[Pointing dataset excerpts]
* START *

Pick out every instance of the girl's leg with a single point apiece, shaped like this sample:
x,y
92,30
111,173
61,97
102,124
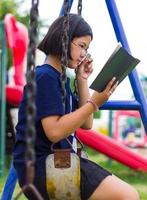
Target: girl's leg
x,y
113,188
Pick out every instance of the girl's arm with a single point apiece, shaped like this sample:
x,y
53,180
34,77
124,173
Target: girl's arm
x,y
60,127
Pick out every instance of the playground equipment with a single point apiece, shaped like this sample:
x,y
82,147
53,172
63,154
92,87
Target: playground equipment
x,y
109,147
139,104
16,39
129,139
17,42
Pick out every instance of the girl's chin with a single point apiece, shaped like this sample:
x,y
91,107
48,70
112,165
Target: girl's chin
x,y
73,66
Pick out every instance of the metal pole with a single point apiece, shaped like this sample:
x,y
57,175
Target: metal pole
x,y
3,63
133,76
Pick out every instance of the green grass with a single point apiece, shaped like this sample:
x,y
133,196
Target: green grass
x,y
135,178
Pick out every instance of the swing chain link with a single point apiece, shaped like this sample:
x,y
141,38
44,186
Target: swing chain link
x,y
31,108
79,9
64,57
31,89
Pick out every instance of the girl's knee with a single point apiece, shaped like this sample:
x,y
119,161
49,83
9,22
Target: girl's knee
x,y
132,195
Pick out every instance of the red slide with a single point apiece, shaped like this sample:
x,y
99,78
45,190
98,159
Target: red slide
x,y
112,149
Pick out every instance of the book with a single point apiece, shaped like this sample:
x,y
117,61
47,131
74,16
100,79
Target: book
x,y
119,65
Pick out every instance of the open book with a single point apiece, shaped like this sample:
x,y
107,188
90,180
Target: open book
x,y
119,65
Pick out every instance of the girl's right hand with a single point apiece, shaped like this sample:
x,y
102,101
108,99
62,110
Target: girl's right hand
x,y
101,97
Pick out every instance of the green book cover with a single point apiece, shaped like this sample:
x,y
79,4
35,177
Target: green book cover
x,y
119,65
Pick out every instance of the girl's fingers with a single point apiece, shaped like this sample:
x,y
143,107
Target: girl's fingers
x,y
110,84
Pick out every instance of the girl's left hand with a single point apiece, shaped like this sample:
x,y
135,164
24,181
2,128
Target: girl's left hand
x,y
85,69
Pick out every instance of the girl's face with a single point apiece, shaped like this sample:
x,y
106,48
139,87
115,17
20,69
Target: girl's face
x,y
79,47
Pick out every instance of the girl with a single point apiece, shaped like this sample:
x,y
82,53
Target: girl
x,y
53,125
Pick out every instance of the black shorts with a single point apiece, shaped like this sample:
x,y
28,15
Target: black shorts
x,y
91,176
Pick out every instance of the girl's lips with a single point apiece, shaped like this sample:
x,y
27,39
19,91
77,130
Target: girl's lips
x,y
80,61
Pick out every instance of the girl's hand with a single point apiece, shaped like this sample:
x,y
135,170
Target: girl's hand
x,y
101,97
85,69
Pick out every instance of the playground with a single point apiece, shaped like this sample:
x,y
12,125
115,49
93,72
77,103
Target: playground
x,y
119,144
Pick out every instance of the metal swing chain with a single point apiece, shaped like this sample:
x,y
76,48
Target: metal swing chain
x,y
64,57
31,109
79,9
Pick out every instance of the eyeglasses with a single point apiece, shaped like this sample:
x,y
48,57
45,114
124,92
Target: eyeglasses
x,y
81,46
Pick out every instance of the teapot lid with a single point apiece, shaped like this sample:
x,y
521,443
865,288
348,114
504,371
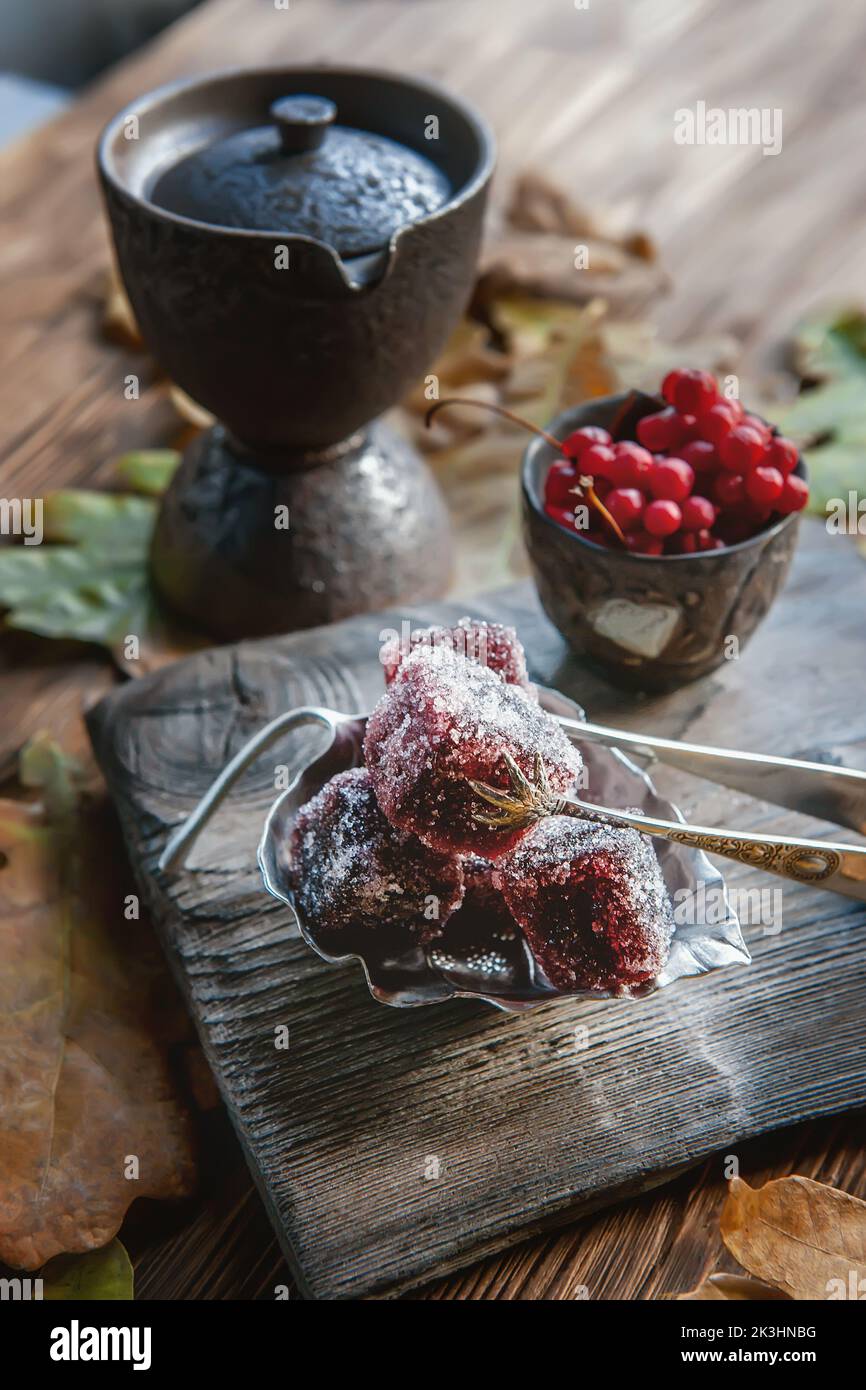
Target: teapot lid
x,y
306,175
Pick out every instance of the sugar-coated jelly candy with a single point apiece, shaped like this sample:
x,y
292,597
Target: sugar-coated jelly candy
x,y
487,644
592,904
442,722
349,866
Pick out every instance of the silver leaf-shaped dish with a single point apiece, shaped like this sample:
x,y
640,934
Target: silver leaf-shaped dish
x,y
480,958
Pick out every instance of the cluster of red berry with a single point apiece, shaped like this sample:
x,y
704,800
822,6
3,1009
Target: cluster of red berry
x,y
702,474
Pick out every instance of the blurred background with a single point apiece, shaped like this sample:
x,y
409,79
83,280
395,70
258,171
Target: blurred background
x,y
52,47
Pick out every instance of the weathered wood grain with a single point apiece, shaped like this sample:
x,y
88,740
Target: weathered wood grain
x,y
527,1132
751,242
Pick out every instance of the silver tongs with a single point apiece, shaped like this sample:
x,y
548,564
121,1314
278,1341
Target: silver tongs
x,y
830,792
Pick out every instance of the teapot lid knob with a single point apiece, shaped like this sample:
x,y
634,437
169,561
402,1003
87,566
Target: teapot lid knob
x,y
302,121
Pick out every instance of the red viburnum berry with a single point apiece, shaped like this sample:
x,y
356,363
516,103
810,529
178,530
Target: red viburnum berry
x,y
660,431
626,506
672,478
794,495
690,391
598,460
631,464
781,455
717,421
763,485
698,513
729,488
581,439
662,517
741,449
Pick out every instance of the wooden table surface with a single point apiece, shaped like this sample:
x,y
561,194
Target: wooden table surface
x,y
751,242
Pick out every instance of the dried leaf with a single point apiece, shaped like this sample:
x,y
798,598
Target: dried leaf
x,y
537,205
799,1236
85,1084
544,266
726,1287
104,1275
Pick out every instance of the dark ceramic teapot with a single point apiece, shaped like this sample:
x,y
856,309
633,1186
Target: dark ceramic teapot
x,y
296,246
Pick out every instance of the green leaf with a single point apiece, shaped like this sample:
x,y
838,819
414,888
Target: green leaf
x,y
95,587
117,523
148,470
99,1275
829,420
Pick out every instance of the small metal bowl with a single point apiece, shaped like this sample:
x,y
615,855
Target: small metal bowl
x,y
651,623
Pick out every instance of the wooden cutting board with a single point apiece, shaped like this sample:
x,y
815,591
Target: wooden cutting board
x,y
389,1144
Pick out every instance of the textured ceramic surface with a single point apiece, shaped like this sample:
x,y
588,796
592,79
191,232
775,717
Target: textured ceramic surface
x,y
476,958
352,189
366,527
281,339
649,623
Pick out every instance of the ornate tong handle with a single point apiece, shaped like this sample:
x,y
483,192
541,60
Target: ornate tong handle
x,y
822,790
840,868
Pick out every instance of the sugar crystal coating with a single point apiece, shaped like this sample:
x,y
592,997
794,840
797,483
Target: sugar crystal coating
x,y
444,720
492,645
349,868
592,904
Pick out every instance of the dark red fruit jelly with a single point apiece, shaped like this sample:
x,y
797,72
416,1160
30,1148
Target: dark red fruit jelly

* END *

Task statement: Write out, word for word, the line containing "Pick out every instance of the teapot lid knob" and every line after it to the end of the data above.

Result for this exercise:
Pick out every instance of the teapot lid knob with a single point apiece, shaped like this sample:
x,y
634,437
169,561
402,1003
87,566
Target: teapot lid knob
x,y
302,121
Pick out every instance of the red viburnum berry with a single point apiece, shaped like this sample:
x,y
356,363
516,103
810,529
178,530
Target: red viburnum berry
x,y
660,431
626,506
672,478
794,495
690,391
598,460
631,464
781,455
717,421
763,485
698,513
729,488
581,439
662,517
741,449
Pick out every instance of the wooden table surface with a single point apiece, shaped like this sample:
x,y
561,194
Target: wooden table surface
x,y
751,242
Pick out every instance of the dried leaf with a single point apiece, shaped like this sample:
x,y
798,598
Target: dried leaf
x,y
537,205
799,1236
85,1084
544,266
726,1287
104,1275
Pick out every instance of the dark ceramic teapot with a single point apiece, shaped like this sample:
x,y
856,309
633,1186
Target: dark ceramic teapot
x,y
296,246
Pick out every instance of the green leaf with a single point apiece, shaped like this sample:
x,y
838,819
414,888
Target: green leaf
x,y
95,587
117,523
148,470
99,1275
829,420
Pick out every instance of the small metal bowl with a single point apiece, shaped like this sample:
x,y
615,855
Target: small metal bowl
x,y
651,623
Pick out every instance of the wooden cutting board with a single point apiece, shaped like this sample:
x,y
815,591
Target: wooden cutting board
x,y
389,1144
Pick out every instance of the textured ceramic surface with a single point apiece, shaped like this sample:
x,y
588,796
592,79
191,232
775,717
Target: textured ceramic surface
x,y
476,958
352,189
366,527
281,339
649,623
Pick out every instance of the ornate tong handle with a single point apiece, shaped like this sample:
x,y
483,192
541,60
Target: ornate tong handle
x,y
822,790
840,868
Pick out every instance of the sugar crystal coating with a single point apiece, shaped like this sample:
x,y
592,997
794,840
797,483
Target: sugar crystal coating
x,y
444,720
492,645
349,868
592,904
Pick out every instance of the dark red fruit jelly with a single point apiece, shaped like this sample:
x,y
797,72
416,1160
30,1148
Target: dark red fruit jelly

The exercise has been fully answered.